▶ **The problem**:
Answer these questions from the article below about Linda Prowell's return to work:
1. In what job and at what location does Prowell work for Swanson's Food Service?
2. Who referred Prowell to Carolyn Wilkinson?
3. What award did Prowell earn last year?

Disability does not mean unemployable
April 24, 2009
FORT SILL, Okla. -- Two years ago, Linda Prowell of Lawton was living on disability benefits. She had an illness that left her with depression and mood swings.
She had a 12-year stretch where she couldn't work and was hospitalized 15 times. Today, it looks like the worst of those years are behind her.
Thanks to support from a "really good employment team," Prowell is back on her feet as a kitchen worker for Swanson's Food Service at Fox Dining Hall at Fort Sill.
"I'm off SSI [Social Security Income] now and can support myself," Prowell said, "The money I make is mine. And this job is better suited to me than any job I've ever had."
March 9 marked Prowell's second anniversary at Swanson's.
<b>Turning it around</b>
Prowell credits friends from several agencies and community organizations with helping her "turn things around." She began receiving mental health services in 1979 from Jim Taliaferro Community Mental Health Center in Lawton.
"I got on this [Program of Assertive Community Treatment] team. Their job is to keep us out of the hospital and keep us on our medication - get any kind of counseling we might need," Prowell explained.
Janet Evans, a registered nurse on Taliaferro Center's PACT Team, referred Linda Prowell to Carolyn Wilkinson, a counselor at the Department of Rehabilitation Services in Lawton.
Wilkinson, now retired, provided career counseling and tested Prowell to determine which jobs were the best match for her skills and interests. Initially, Prowell chose to become a certified nursing assistant. DRS paid for training, job coaching and placement and related services.
Leona Newton, Employment Training Specialist and Lawton Supervisor for Dale Rogers Training Center, Inc., worked with DRS and Prowell to find a job as a medical assistant in a nursing care facility, but it wasn't the right fit.
"Linda faced all the traditional barriers to employment for many people with disabilities housing, transportation, losing funding for medication," Newton said. "Plus, she did well in the nursing assistant training, but had difficulty passing the certification test, so that held her back."
Looking for other employment options, Newton encouraged Prowell to complete a job application for Swanson's Food Service.
It proved to be a good match.
"This job is really my cup of tea." Prowell said. "I was thinking about being a certified nursing assistant, but this came up, and actually, I'm making more and it's less back-breaking."
"Finding great jobs sometimes takes teamwork," DRS Director Mike O'Brien said. "It may seem like the Department of Mental Health, Taliaferro Center, Dale Rogers, Swanson's and our agency put a lot of effort into helping Linda Prowell go to work, but now she's self-sufficient and paying taxes. The truth is Linda Prowell deserves the credit for transforming her life."
Thanks to a steady income, Prowell has moved into her own apartment. Last year, she earned the Governor's Disability Employment Award of Excellence based on her employment success.
While she battled her illness, Prowell managed to quit smoking, a habit acquired at age 13.

Saved entries:
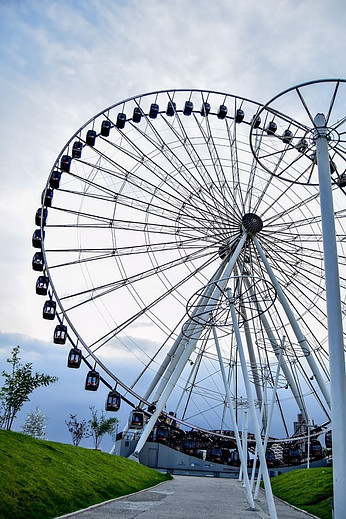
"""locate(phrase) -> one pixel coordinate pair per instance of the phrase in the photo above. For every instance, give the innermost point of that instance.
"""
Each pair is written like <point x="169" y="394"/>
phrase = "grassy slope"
<point x="42" y="480"/>
<point x="308" y="489"/>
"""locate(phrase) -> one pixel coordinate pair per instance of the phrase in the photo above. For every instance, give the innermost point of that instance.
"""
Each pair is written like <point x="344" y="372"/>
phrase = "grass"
<point x="43" y="480"/>
<point x="308" y="489"/>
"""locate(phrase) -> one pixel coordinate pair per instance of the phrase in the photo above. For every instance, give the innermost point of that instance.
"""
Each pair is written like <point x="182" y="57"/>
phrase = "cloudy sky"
<point x="64" y="61"/>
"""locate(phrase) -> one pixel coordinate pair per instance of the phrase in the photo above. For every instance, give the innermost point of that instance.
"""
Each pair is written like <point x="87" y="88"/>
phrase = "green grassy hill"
<point x="42" y="479"/>
<point x="307" y="489"/>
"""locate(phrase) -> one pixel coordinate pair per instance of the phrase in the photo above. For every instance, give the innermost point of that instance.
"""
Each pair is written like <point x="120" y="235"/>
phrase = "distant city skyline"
<point x="64" y="62"/>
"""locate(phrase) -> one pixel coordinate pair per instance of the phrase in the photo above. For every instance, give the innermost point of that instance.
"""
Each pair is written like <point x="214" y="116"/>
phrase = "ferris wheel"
<point x="163" y="243"/>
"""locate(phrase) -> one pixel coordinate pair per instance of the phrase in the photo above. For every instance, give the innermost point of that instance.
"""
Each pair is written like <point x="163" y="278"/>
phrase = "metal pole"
<point x="233" y="418"/>
<point x="189" y="347"/>
<point x="270" y="417"/>
<point x="334" y="319"/>
<point x="257" y="432"/>
<point x="308" y="454"/>
<point x="295" y="326"/>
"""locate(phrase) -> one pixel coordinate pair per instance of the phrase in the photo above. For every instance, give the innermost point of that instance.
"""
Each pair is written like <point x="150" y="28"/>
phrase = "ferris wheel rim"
<point x="309" y="129"/>
<point x="55" y="292"/>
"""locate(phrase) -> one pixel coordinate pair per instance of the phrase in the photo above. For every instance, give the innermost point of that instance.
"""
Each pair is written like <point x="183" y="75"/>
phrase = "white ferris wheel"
<point x="183" y="273"/>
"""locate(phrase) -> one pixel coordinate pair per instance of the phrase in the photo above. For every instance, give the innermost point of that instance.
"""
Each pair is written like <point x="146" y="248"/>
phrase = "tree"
<point x="19" y="384"/>
<point x="101" y="426"/>
<point x="78" y="430"/>
<point x="35" y="424"/>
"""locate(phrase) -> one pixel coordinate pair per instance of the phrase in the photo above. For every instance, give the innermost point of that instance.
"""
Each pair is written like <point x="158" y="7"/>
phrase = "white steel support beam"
<point x="252" y="409"/>
<point x="243" y="459"/>
<point x="334" y="318"/>
<point x="285" y="368"/>
<point x="189" y="347"/>
<point x="294" y="323"/>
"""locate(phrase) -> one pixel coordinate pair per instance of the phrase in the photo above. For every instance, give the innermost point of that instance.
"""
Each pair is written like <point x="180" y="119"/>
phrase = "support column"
<point x="334" y="319"/>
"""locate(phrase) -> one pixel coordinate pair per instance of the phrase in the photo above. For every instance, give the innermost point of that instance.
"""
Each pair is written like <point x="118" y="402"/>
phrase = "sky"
<point x="64" y="61"/>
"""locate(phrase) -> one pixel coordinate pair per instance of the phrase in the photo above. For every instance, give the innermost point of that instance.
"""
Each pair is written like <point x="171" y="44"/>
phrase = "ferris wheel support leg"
<point x="277" y="351"/>
<point x="295" y="326"/>
<point x="189" y="347"/>
<point x="270" y="417"/>
<point x="233" y="419"/>
<point x="165" y="395"/>
<point x="334" y="318"/>
<point x="169" y="364"/>
<point x="255" y="424"/>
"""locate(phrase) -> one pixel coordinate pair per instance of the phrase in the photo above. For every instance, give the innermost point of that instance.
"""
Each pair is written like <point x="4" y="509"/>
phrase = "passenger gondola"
<point x="137" y="115"/>
<point x="271" y="128"/>
<point x="302" y="145"/>
<point x="256" y="121"/>
<point x="154" y="110"/>
<point x="37" y="239"/>
<point x="38" y="262"/>
<point x="42" y="285"/>
<point x="328" y="439"/>
<point x="205" y="109"/>
<point x="90" y="138"/>
<point x="49" y="310"/>
<point x="105" y="128"/>
<point x="113" y="401"/>
<point x="121" y="120"/>
<point x="136" y="419"/>
<point x="341" y="181"/>
<point x="239" y="116"/>
<point x="54" y="180"/>
<point x="41" y="216"/>
<point x="47" y="197"/>
<point x="287" y="136"/>
<point x="188" y="107"/>
<point x="92" y="380"/>
<point x="171" y="107"/>
<point x="60" y="334"/>
<point x="65" y="163"/>
<point x="74" y="358"/>
<point x="222" y="112"/>
<point x="77" y="149"/>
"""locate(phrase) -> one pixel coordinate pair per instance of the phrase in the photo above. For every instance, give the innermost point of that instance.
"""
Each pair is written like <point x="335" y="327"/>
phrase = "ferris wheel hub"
<point x="252" y="223"/>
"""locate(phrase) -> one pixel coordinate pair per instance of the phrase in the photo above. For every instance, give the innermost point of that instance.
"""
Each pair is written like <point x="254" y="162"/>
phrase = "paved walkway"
<point x="189" y="497"/>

▶ **The answer**:
1. She is a kitchen worker at Fox Dining Hall at Fort Sill.
2. Janet Evans, a registered nurse on Taliaferro Center's PACT Team.
3. The Governor's Disability Employment Award of Excellence.